### [Exercise brief]
Return exactly the lines from the one containing "of the mint" through the end of the material below, and leave the images out.

### [Records for processing]
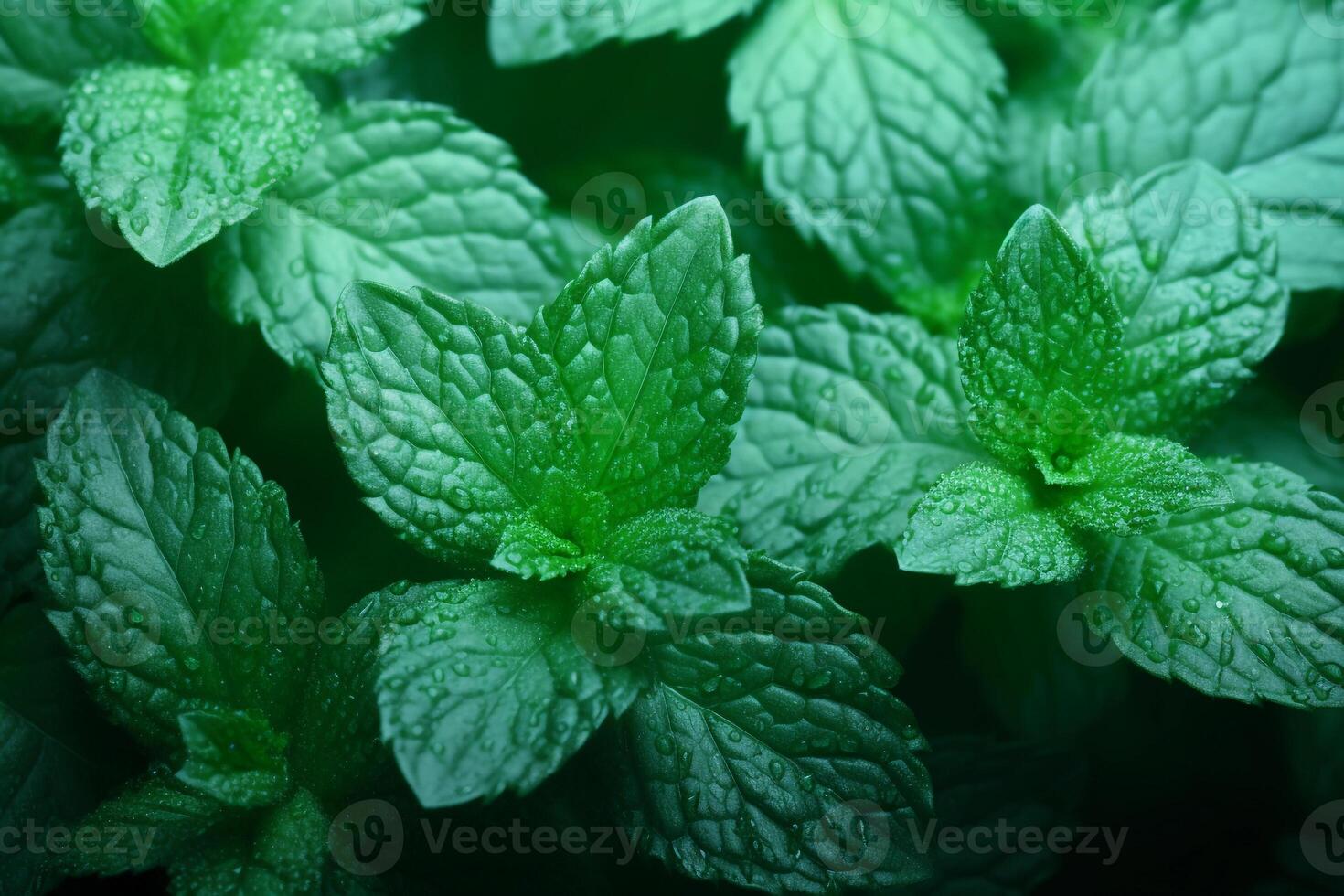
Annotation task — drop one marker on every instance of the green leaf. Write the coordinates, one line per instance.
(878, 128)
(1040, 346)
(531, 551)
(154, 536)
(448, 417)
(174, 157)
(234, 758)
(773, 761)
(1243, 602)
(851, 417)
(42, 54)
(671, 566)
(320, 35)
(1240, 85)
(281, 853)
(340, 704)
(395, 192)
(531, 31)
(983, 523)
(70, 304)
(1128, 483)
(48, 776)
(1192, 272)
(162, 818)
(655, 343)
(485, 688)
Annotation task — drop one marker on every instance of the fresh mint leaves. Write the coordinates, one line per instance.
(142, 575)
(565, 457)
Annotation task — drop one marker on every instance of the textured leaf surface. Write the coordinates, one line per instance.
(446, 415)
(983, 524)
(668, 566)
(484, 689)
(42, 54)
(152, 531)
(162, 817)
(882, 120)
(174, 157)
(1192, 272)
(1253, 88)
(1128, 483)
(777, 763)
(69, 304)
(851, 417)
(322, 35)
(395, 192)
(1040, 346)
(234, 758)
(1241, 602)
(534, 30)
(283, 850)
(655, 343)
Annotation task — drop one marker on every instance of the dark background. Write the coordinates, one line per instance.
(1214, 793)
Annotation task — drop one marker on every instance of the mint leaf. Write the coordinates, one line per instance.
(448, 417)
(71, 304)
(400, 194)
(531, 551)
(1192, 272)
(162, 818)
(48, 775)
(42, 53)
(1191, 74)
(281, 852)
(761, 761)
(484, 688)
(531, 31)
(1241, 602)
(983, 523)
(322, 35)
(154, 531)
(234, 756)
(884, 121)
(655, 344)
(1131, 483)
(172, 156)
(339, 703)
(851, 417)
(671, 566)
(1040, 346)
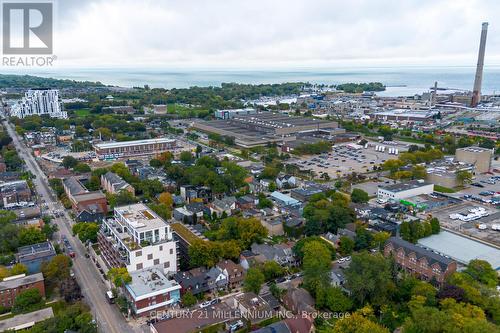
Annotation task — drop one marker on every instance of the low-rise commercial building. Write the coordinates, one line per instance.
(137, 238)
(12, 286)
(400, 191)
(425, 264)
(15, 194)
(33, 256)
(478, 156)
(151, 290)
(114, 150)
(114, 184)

### [Exercise output]
Annotation task — drop one marker on every instance of the mint leaf. Write the coordinates, one line per instance.
(448, 417)
(71, 304)
(400, 194)
(531, 551)
(1192, 272)
(162, 818)
(48, 775)
(42, 53)
(1191, 74)
(281, 852)
(761, 761)
(484, 688)
(531, 31)
(1241, 602)
(983, 523)
(322, 35)
(154, 531)
(234, 756)
(884, 121)
(655, 344)
(1131, 483)
(172, 156)
(339, 703)
(851, 417)
(671, 566)
(1040, 346)
Annotation task — drop one marker on every instance of the low-rise commercial building. Write the coordinates, one line per instance.
(137, 238)
(12, 286)
(400, 191)
(425, 264)
(15, 194)
(33, 256)
(478, 156)
(151, 290)
(114, 150)
(114, 184)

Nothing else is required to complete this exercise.